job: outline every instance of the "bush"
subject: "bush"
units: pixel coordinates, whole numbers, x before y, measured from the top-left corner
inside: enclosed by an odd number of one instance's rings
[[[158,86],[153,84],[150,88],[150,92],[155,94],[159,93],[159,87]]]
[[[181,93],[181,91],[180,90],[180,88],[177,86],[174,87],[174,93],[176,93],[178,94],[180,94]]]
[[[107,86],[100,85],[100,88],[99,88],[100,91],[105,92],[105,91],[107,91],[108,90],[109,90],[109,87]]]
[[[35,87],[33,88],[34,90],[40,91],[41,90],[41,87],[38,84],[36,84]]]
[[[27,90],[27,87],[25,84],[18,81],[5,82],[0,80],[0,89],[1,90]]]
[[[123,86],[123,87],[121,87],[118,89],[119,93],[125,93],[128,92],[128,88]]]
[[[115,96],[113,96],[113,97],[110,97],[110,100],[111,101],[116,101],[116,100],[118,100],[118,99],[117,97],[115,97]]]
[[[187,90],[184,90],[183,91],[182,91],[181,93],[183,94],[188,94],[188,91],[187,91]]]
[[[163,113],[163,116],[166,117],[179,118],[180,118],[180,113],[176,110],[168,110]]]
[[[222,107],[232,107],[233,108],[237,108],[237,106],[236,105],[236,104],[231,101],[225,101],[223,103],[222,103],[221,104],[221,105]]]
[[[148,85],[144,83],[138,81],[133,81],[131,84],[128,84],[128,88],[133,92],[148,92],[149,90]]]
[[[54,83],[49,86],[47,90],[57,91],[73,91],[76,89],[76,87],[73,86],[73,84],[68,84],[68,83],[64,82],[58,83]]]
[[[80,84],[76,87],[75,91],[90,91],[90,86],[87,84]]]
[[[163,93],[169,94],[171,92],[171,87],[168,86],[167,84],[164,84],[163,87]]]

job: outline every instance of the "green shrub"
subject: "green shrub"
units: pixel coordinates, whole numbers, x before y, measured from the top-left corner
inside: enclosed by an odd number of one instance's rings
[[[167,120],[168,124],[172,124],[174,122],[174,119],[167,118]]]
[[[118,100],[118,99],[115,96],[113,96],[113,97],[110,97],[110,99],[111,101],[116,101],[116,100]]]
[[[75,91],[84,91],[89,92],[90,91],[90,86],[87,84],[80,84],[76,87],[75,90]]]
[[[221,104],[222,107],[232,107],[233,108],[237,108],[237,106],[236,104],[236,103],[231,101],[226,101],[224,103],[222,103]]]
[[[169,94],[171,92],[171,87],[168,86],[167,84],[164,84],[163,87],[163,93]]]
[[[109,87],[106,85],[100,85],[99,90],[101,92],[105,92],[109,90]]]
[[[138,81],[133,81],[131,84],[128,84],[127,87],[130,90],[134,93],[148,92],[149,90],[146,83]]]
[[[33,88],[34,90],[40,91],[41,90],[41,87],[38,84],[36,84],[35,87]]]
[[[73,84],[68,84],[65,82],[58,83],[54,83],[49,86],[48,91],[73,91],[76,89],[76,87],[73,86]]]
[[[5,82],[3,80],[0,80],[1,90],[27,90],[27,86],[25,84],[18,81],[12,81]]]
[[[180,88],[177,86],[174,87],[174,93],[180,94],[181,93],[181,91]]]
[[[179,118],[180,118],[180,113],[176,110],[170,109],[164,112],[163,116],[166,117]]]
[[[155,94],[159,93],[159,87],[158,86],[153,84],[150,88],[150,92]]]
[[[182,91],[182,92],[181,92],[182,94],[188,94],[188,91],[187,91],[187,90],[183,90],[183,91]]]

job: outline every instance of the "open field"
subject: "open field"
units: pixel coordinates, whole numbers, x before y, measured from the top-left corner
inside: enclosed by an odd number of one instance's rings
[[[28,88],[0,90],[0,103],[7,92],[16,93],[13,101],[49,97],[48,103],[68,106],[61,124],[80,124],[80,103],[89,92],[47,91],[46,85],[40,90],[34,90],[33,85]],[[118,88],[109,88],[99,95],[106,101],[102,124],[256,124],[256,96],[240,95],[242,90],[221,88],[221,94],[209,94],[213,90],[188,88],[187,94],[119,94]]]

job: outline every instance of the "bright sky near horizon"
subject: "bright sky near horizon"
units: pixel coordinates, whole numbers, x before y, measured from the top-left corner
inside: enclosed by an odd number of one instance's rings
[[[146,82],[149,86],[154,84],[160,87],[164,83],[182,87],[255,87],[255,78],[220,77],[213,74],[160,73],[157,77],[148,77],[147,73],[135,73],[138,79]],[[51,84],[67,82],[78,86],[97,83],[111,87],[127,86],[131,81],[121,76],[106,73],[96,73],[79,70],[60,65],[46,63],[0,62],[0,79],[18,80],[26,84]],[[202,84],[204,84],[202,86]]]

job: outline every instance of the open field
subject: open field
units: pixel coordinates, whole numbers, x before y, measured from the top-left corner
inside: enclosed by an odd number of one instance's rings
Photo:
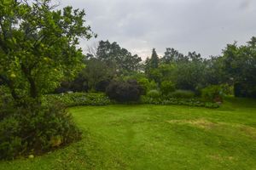
[[[256,101],[71,108],[83,139],[0,169],[256,169]]]

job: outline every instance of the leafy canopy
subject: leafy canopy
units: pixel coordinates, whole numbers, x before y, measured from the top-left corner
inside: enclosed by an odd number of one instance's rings
[[[79,38],[96,36],[84,10],[55,10],[51,0],[0,1],[0,79],[13,97],[38,98],[83,67]]]

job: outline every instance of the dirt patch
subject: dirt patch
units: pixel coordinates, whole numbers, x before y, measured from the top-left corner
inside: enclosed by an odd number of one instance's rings
[[[235,131],[238,134],[243,134],[256,139],[256,128],[253,127],[249,127],[247,125],[242,125],[239,123],[230,123],[230,122],[212,122],[207,121],[206,119],[195,119],[195,120],[170,120],[166,121],[168,123],[172,124],[183,124],[183,125],[191,125],[194,127],[197,127],[200,128],[211,130],[213,128],[218,128],[218,130],[221,129],[231,129]]]
[[[240,126],[240,130],[244,133],[246,135],[252,137],[256,139],[256,128],[253,127],[248,127],[245,125]]]
[[[233,156],[220,156],[220,155],[209,155],[207,156],[208,158],[212,159],[212,160],[215,160],[218,162],[223,162],[223,161],[234,161],[236,160],[235,157]]]
[[[211,129],[215,128],[218,123],[212,122],[206,119],[196,119],[196,120],[171,120],[166,121],[169,123],[178,123],[178,124],[189,124],[201,128]]]

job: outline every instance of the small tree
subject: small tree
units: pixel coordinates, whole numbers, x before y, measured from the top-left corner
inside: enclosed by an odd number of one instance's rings
[[[83,67],[79,38],[94,34],[84,10],[54,10],[51,0],[0,1],[0,79],[17,104],[55,89]]]

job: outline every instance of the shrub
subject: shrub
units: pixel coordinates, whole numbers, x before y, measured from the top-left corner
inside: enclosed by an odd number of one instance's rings
[[[218,85],[207,87],[201,91],[201,98],[205,101],[222,102],[223,97],[223,88]]]
[[[158,90],[150,90],[147,96],[149,98],[153,98],[153,99],[157,99],[160,98],[161,95],[161,94],[160,93],[160,91]]]
[[[216,103],[203,102],[196,99],[177,99],[177,98],[150,98],[148,96],[143,96],[141,99],[142,104],[154,104],[154,105],[179,105],[189,106],[200,106],[207,108],[218,108],[219,105]]]
[[[170,81],[164,81],[161,82],[160,90],[163,94],[167,95],[175,91],[175,84]]]
[[[192,99],[195,97],[195,93],[190,90],[176,90],[171,93],[169,97],[177,99]]]
[[[45,152],[80,135],[61,105],[16,108],[0,122],[0,159]]]
[[[138,79],[137,82],[144,90],[143,94],[146,94],[148,91],[157,88],[157,84],[154,81],[149,82],[149,80],[145,77]]]
[[[104,94],[72,93],[48,94],[43,98],[44,105],[50,105],[55,101],[68,107],[77,105],[106,105],[112,103]]]
[[[143,88],[136,80],[112,82],[106,90],[107,95],[118,102],[138,101],[142,93]]]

**TASK PROMPT**
Please repeat all of the items above word for word, without the pictures.

**RESPONSE**
job: outline every instance of the "bush"
subject: "bush"
units: pixel coordinates, whole numbers, x before y, measured from the top-left corner
inside: enclosed by an odd number of one instance's rings
[[[158,86],[153,84],[150,88],[150,92],[155,94],[159,93],[159,87]]]
[[[181,93],[181,91],[180,90],[180,88],[177,86],[174,87],[174,93],[176,93],[178,94],[180,94]]]
[[[107,86],[100,85],[100,88],[99,88],[100,91],[105,92],[105,91],[107,91],[108,90],[109,90],[109,87]]]
[[[35,87],[33,88],[34,90],[40,91],[41,90],[41,87],[38,84],[36,84]]]
[[[27,90],[27,87],[25,84],[18,81],[5,82],[0,80],[0,89],[1,90]]]
[[[123,86],[123,87],[121,87],[118,89],[119,93],[125,93],[128,92],[128,88]]]
[[[115,96],[113,96],[113,97],[110,97],[110,100],[111,101],[116,101],[116,100],[118,100],[118,99],[117,97],[115,97]]]
[[[187,90],[184,90],[183,91],[182,91],[181,93],[183,94],[188,94],[188,91],[187,91]]]
[[[163,113],[163,116],[166,117],[179,118],[180,118],[180,113],[176,110],[168,110]]]
[[[222,107],[232,107],[233,108],[237,108],[237,106],[236,105],[236,104],[231,101],[225,101],[223,103],[222,103],[221,104],[221,105]]]
[[[148,85],[144,83],[138,81],[133,81],[131,84],[128,84],[128,88],[133,92],[148,92],[149,90]]]
[[[54,83],[49,86],[47,90],[57,91],[73,91],[76,89],[76,87],[73,86],[73,84],[68,84],[68,83],[64,82],[58,83]]]
[[[80,84],[76,87],[75,91],[90,91],[90,86],[87,84]]]
[[[163,93],[169,94],[171,92],[171,87],[168,86],[167,84],[164,84],[163,87]]]

job: outline every instance of the "green shrub"
subject: "green shrub"
units: pixel coordinates, whole numbers, x before y, measured from the top-left corner
inside: enclosed by an odd number of one instance's rings
[[[167,120],[168,124],[172,124],[174,122],[174,119],[167,118]]]
[[[118,100],[118,99],[115,96],[113,96],[113,97],[110,97],[110,99],[111,101],[116,101],[116,100]]]
[[[75,91],[84,91],[89,92],[90,91],[90,86],[87,84],[80,84],[76,87],[75,90]]]
[[[221,104],[222,107],[232,107],[233,108],[237,108],[237,106],[236,104],[236,103],[231,101],[226,101],[224,103],[222,103]]]
[[[169,94],[171,92],[171,87],[168,86],[167,84],[164,84],[163,87],[163,93]]]
[[[109,87],[106,85],[100,85],[99,90],[101,92],[105,92],[109,90]]]
[[[138,81],[133,81],[131,84],[128,84],[127,87],[130,90],[134,93],[148,92],[149,90],[146,83]]]
[[[33,88],[34,90],[40,91],[41,90],[41,87],[38,84],[36,84],[35,87]]]
[[[73,84],[68,84],[65,82],[58,83],[54,83],[49,86],[48,91],[73,91],[76,89],[76,87],[73,86]]]
[[[5,82],[3,80],[0,80],[1,90],[27,90],[27,86],[25,84],[18,81],[12,81]]]
[[[180,88],[177,86],[174,87],[174,93],[180,94],[181,93],[181,91]]]
[[[179,118],[180,118],[180,113],[176,110],[170,109],[164,112],[163,116],[166,117]]]
[[[155,94],[159,93],[159,87],[158,86],[153,84],[150,88],[150,92]]]
[[[182,91],[182,92],[181,92],[182,94],[188,94],[188,91],[187,91],[187,90],[183,90],[183,91]]]

job: outline every instance of the "open field"
subject: "open field"
units: pixel coordinates, whole numbers, x before y, measured from the top-left corner
inside: enclosed by an odd number of one instance's rings
[[[28,88],[0,90],[0,103],[7,92],[16,93],[13,101],[49,97],[48,103],[68,106],[61,124],[80,124],[80,103],[89,92],[47,91],[46,85],[40,90],[34,90],[33,85]],[[118,88],[109,88],[99,95],[106,101],[102,124],[256,124],[256,96],[240,95],[242,90],[221,88],[221,94],[209,94],[213,90],[188,88],[187,94],[119,94]]]

job: outline every instance of the "bright sky near horizon"
subject: "bright sky near horizon"
units: pixel coordinates, whole numbers, x before y, measured from the top-left corner
inside: enclosed by an odd number of one instance's rings
[[[146,82],[149,86],[154,84],[160,87],[164,83],[182,87],[255,87],[255,78],[220,77],[213,74],[160,73],[157,77],[148,77],[147,73],[135,73],[138,79]],[[51,84],[67,82],[78,86],[97,83],[111,87],[127,86],[131,81],[121,76],[106,73],[96,73],[79,70],[60,65],[46,63],[0,62],[0,79],[18,80],[26,84]],[[202,84],[204,84],[202,86]]]

job: outline every instance of the open field
subject: open field
units: pixel coordinates, whole numbers, x before y, measured from the top-left corner
inside: enclosed by an odd number of one instance's rings
Photo:
[[[256,101],[71,108],[83,139],[0,169],[256,169]]]

job: outline every instance of the leafy canopy
subject: leafy canopy
units: pixel coordinates, whole numbers, x before y, measured from the top-left corner
inside: enclosed by an odd number of one instance's rings
[[[79,38],[96,36],[84,10],[55,10],[51,0],[0,1],[0,79],[13,97],[38,98],[83,67]]]

job: outline every instance of the dirt patch
subject: dirt patch
units: pixel coordinates, whole numbers, x before y, measured from the top-left corner
inside: enclosed by an odd number of one instance's rings
[[[235,131],[238,134],[243,134],[256,139],[256,128],[253,127],[249,127],[247,125],[242,125],[239,123],[230,123],[230,122],[212,122],[207,121],[206,119],[195,119],[195,120],[170,120],[166,121],[168,123],[172,124],[183,124],[183,125],[191,125],[194,127],[197,127],[200,128],[211,130],[213,128],[218,128],[218,130],[221,129],[231,129]]]
[[[240,126],[240,130],[244,133],[246,135],[252,137],[256,139],[256,128],[253,127],[248,127],[245,125]]]
[[[233,156],[220,156],[220,155],[209,155],[207,156],[208,158],[212,159],[212,160],[215,160],[218,162],[223,162],[223,161],[234,161],[236,160],[235,157]]]
[[[211,129],[215,128],[218,123],[212,122],[206,119],[196,119],[196,120],[171,120],[166,121],[169,123],[178,123],[178,124],[189,124],[201,128]]]

job: outline every instance of the small tree
subject: small tree
units: pixel coordinates, whole numbers, x before y, measured from the top-left corner
inside: enclosed by an odd number of one instance's rings
[[[83,67],[79,38],[94,34],[84,10],[54,10],[51,0],[0,1],[0,79],[17,104],[55,89]]]

job: outline every instance of the shrub
subject: shrub
units: pixel coordinates, whole numbers, x before y, measured from the top-left corner
inside: enclosed by an odd number of one instance's rings
[[[218,85],[207,87],[201,91],[201,98],[205,101],[222,102],[223,97],[223,88]]]
[[[158,90],[150,90],[147,96],[149,98],[153,98],[153,99],[157,99],[160,98],[161,95],[161,94],[160,93],[160,91]]]
[[[216,103],[203,102],[196,99],[177,99],[177,98],[150,98],[148,96],[143,96],[141,99],[142,104],[154,104],[154,105],[179,105],[189,106],[200,106],[207,108],[218,108],[219,105]]]
[[[170,81],[164,81],[161,82],[160,90],[163,94],[167,95],[175,91],[175,84]]]
[[[192,99],[195,97],[195,93],[190,90],[176,90],[171,93],[169,97],[177,99]]]
[[[45,152],[80,135],[61,105],[16,108],[0,122],[0,159]]]
[[[138,79],[137,82],[144,90],[143,94],[146,94],[148,91],[157,88],[157,84],[154,81],[149,82],[149,80],[145,77]]]
[[[104,94],[72,93],[48,94],[43,98],[44,105],[50,105],[55,101],[68,107],[77,105],[106,105],[112,103]]]
[[[143,88],[136,80],[112,82],[106,90],[107,95],[118,102],[138,101],[142,93]]]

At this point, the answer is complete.